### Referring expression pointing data
##########

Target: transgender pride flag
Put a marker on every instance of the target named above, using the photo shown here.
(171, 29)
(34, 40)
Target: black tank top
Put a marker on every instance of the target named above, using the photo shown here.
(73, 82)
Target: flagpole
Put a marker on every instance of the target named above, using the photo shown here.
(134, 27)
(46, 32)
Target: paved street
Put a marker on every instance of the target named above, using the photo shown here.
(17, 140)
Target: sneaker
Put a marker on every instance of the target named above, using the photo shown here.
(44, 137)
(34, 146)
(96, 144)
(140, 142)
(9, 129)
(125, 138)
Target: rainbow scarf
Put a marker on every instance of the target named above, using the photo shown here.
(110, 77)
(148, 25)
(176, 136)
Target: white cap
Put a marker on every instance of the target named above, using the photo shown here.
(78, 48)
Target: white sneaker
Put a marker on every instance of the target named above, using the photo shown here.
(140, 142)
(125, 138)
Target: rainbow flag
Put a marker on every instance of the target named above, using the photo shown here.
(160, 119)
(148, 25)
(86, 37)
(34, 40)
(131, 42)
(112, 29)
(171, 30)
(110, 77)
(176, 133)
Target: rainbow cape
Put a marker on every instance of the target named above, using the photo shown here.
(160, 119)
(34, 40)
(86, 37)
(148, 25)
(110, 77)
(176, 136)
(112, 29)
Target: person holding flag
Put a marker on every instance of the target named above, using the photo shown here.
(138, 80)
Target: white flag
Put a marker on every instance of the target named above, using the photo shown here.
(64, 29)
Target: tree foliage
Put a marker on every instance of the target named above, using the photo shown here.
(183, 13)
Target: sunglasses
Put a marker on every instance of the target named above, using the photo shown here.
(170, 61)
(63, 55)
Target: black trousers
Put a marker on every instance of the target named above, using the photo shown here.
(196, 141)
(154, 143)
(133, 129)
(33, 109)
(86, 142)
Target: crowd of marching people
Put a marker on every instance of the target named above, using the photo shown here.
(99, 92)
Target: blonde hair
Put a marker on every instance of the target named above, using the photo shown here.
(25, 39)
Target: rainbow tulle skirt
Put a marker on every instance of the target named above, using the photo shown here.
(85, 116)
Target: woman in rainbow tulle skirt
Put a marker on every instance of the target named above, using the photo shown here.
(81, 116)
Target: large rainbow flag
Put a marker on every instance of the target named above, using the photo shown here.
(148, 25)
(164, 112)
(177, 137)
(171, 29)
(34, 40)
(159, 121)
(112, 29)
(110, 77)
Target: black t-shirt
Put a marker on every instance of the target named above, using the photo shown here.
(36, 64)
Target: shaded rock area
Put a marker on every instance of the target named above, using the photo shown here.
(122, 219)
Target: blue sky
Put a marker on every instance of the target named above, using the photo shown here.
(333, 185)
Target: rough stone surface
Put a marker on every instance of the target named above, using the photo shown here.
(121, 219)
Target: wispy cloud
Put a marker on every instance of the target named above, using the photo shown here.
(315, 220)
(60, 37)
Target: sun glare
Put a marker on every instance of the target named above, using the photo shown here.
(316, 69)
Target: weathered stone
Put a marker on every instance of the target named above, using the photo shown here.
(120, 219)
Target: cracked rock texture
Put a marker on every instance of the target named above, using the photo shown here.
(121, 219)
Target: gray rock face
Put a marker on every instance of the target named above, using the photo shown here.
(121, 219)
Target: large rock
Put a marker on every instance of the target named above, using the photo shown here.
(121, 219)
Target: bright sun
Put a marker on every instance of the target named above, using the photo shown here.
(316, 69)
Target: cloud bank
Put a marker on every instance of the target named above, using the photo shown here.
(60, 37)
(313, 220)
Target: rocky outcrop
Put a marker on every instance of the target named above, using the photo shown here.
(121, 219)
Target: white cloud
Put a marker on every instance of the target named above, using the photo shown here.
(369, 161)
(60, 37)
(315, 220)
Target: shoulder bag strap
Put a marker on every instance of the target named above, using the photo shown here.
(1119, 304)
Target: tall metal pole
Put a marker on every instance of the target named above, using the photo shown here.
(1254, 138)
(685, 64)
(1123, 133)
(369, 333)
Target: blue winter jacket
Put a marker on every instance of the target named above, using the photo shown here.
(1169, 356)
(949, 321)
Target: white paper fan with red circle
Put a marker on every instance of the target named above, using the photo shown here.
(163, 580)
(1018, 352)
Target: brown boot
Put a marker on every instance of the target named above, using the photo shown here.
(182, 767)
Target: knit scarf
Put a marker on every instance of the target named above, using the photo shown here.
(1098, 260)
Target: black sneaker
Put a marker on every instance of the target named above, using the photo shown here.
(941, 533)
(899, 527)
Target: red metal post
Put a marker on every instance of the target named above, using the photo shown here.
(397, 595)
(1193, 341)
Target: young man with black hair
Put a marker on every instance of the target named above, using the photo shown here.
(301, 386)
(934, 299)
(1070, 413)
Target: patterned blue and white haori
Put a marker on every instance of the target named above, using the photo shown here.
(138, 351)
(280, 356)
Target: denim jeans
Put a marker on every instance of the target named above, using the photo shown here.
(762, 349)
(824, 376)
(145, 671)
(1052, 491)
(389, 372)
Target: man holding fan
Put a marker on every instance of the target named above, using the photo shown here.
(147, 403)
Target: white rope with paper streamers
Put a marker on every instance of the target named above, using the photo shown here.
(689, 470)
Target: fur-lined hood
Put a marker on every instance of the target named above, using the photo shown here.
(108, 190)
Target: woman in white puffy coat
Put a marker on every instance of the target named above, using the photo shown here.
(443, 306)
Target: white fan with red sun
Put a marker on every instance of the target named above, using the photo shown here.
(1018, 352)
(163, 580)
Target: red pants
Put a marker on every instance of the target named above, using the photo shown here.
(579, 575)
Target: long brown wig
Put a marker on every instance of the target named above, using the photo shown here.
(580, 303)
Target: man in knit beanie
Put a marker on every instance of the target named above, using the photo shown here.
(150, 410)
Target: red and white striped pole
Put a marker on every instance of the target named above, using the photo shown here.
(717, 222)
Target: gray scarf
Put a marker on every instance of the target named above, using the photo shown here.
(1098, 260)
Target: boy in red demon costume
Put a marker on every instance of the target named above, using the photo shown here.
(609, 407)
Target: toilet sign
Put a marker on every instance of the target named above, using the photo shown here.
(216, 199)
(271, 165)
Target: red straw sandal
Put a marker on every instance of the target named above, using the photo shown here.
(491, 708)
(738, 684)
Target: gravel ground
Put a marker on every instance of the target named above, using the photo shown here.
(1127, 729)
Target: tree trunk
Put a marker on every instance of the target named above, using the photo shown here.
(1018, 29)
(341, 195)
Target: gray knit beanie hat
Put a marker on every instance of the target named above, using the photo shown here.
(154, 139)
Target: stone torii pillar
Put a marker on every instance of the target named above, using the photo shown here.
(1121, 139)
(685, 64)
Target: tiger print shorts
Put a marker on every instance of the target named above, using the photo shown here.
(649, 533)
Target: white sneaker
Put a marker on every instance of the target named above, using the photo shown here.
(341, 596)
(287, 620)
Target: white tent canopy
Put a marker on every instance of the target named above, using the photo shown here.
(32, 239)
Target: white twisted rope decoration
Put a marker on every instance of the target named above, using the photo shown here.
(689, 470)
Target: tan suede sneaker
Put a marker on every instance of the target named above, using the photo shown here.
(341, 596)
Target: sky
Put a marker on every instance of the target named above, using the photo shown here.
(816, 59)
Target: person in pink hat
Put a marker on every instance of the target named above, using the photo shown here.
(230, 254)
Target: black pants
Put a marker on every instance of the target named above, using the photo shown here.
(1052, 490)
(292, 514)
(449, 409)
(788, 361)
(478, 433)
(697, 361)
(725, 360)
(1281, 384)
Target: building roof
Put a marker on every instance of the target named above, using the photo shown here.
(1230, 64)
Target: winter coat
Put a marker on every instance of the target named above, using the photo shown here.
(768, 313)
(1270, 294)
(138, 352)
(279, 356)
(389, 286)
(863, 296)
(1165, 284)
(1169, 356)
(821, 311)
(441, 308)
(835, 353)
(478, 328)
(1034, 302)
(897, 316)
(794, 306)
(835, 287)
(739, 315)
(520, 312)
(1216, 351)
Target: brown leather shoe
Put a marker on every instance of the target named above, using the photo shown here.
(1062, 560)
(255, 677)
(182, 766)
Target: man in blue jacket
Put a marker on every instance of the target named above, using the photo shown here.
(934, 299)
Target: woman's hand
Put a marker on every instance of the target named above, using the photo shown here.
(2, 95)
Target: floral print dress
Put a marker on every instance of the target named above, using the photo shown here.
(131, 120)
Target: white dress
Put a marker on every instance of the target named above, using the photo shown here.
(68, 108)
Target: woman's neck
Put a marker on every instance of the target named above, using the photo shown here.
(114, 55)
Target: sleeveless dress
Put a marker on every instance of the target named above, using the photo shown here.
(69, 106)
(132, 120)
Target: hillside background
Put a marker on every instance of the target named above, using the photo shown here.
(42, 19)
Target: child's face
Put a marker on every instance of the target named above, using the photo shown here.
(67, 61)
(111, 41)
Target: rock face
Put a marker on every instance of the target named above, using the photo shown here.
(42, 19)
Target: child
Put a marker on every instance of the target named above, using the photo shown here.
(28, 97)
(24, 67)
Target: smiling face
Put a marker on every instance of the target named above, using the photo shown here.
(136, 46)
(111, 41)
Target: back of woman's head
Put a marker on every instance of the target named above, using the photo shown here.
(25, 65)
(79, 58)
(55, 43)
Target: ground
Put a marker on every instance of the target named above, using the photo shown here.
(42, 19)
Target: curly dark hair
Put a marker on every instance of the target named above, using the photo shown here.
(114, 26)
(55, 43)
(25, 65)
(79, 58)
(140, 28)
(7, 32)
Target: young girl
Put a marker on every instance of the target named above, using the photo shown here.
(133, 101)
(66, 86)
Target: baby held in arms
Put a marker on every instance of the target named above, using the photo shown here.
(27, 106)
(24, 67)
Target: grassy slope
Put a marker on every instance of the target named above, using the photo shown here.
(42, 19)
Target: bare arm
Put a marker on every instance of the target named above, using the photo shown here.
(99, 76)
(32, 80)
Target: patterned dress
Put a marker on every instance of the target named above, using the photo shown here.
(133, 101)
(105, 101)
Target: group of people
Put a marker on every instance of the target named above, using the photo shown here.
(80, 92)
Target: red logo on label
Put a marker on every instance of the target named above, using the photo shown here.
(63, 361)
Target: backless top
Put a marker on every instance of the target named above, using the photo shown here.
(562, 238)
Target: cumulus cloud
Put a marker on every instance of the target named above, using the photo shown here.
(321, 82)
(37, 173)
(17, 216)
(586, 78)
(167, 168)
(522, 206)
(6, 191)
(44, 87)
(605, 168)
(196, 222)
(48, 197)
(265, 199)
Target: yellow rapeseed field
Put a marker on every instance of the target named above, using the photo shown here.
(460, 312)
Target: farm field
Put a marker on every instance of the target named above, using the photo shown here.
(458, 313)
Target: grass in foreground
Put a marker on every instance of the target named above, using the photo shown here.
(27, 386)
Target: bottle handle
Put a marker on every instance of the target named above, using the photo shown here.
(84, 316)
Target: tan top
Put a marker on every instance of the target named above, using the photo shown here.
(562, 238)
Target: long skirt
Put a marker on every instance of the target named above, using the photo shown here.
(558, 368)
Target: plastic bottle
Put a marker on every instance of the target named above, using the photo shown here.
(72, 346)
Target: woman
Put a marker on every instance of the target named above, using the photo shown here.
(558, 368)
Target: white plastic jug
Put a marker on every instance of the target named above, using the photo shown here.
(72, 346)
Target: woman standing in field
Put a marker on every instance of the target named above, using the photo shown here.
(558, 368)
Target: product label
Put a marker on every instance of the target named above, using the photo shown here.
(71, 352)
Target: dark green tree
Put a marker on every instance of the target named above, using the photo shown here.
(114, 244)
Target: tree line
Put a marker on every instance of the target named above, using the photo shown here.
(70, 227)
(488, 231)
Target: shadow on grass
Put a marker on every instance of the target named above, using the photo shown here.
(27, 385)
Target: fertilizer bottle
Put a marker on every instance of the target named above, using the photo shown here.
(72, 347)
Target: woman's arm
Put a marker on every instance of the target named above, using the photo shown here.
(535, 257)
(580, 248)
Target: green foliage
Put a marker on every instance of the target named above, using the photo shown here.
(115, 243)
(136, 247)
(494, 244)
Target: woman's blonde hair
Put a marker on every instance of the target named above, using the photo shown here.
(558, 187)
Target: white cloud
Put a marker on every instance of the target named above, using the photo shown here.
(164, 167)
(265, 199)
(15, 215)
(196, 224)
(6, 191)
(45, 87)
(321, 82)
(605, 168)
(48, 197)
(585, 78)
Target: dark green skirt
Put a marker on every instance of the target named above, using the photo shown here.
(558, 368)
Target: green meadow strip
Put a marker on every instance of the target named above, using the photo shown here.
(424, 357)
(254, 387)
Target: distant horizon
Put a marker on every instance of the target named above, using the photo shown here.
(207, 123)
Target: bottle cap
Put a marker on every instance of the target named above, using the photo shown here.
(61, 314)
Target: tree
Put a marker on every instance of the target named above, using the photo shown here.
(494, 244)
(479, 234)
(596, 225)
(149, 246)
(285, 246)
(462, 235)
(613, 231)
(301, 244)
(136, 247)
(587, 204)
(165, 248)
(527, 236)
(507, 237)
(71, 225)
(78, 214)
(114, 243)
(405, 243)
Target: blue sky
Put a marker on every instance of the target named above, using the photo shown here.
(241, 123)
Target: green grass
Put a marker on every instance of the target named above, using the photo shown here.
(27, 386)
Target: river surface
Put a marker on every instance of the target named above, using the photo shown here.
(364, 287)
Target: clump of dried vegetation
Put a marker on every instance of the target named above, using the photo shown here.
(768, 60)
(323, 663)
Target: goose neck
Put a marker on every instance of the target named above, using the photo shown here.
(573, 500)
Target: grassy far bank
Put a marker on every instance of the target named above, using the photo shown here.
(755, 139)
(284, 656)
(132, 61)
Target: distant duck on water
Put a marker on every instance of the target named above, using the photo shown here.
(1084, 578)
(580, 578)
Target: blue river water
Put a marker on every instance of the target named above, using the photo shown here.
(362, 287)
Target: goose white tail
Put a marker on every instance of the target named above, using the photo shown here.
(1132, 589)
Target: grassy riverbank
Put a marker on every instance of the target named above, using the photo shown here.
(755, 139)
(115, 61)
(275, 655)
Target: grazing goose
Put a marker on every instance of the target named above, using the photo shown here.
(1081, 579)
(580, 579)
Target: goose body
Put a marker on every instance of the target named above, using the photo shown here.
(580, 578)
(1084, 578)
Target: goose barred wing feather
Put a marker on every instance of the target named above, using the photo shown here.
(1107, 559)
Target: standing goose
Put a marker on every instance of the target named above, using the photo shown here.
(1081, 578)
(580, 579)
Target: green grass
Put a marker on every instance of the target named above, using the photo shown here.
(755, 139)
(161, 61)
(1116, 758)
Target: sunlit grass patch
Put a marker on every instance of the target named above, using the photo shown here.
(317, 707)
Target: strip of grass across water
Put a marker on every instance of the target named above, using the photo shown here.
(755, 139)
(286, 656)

##########

From the records above, copy each line that contains the word "knit".

Target: knit scarf
Target: man in knit beanie
Target: gray knit beanie hat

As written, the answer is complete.